WHAT IS BEING ASKED | Could the data underneath be repeated exactly, in full?

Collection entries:
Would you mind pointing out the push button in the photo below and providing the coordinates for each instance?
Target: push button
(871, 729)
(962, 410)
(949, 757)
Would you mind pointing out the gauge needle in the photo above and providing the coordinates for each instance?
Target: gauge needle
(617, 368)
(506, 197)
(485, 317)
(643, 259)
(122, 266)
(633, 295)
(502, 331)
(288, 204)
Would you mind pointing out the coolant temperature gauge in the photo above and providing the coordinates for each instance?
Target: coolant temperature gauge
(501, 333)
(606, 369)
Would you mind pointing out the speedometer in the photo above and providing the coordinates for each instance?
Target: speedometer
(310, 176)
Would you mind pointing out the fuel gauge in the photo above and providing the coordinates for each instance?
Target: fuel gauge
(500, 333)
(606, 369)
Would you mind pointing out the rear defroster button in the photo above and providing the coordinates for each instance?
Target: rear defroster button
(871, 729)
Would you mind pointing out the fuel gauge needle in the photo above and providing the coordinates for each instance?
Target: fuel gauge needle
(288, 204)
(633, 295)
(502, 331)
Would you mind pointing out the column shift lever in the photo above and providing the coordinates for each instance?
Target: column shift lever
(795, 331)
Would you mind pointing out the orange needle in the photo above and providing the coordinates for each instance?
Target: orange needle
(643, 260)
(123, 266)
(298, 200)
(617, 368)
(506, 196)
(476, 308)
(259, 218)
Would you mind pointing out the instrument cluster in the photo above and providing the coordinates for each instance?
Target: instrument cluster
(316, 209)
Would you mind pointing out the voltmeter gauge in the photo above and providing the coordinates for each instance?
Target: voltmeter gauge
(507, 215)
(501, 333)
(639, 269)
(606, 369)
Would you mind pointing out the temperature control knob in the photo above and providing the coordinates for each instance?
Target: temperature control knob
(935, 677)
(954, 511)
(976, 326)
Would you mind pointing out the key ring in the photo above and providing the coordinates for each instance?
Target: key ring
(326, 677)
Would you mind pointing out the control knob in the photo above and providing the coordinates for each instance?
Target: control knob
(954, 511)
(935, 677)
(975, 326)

THE COMPLETED TASK |
Would you mind pointing out the push button in the photo below and providing the coordinates for each instance?
Target: push button
(871, 729)
(962, 410)
(949, 757)
Would you mind pointing out the gauge needle in the photo above and providing the coordinates for each instance?
Target: gauge needle
(617, 368)
(506, 197)
(485, 317)
(643, 259)
(122, 266)
(633, 295)
(502, 331)
(288, 204)
Would you mind pointing out the coolant temperature gauge in the photo above and providing the coordinates for each instance?
Target: coolant temperature gauge
(501, 333)
(606, 369)
Would you mind pointing out the speedometer in the photo above and providing the coordinates for each instance?
Target: speedometer
(310, 176)
Would you mind pointing out the fuel gauge in the photo above and providing the coordinates for each instance?
Target: fuel gauge
(500, 333)
(606, 369)
Would you mind pointing out the rear defroster button in the photo above and providing the coordinates for each instance?
Target: rear defroster button
(871, 729)
Would you mind pointing out the fuel gauge needle in the photo above and providing the coordinates for each instance?
Target: fuel gauge needle
(288, 204)
(633, 295)
(502, 331)
Would you mind pointing out the column shift lever in the photo above and providing the coordinates for each instance?
Target: column shift lever
(795, 331)
Would you mind pointing out the orange needle in the photo above and providing the coordinates for each instance?
Target: orange needle
(643, 260)
(123, 266)
(298, 200)
(617, 368)
(506, 196)
(476, 308)
(259, 218)
Would you mind pointing out the instrument cluster in the photo above and providing the coordinates for each instance?
Target: instrument cluster
(316, 209)
Would you mind pointing out the voltmeter gauge in the photo above and providing the coordinates for each instance?
Target: voltmeter gauge
(507, 215)
(501, 333)
(639, 269)
(606, 369)
Would you mind pointing out the temperature control knob in the photo above and providing the coordinates for each instance?
Target: temperature control knob
(935, 677)
(954, 511)
(976, 326)
Would you mind pointing out the key ring in the photo above and providing the coordinates for each instance?
Target: key ring
(326, 677)
Would you mind pointing out the control knob in the photo above and providing the coordinates for each instance?
Target: control knob
(954, 511)
(935, 677)
(975, 326)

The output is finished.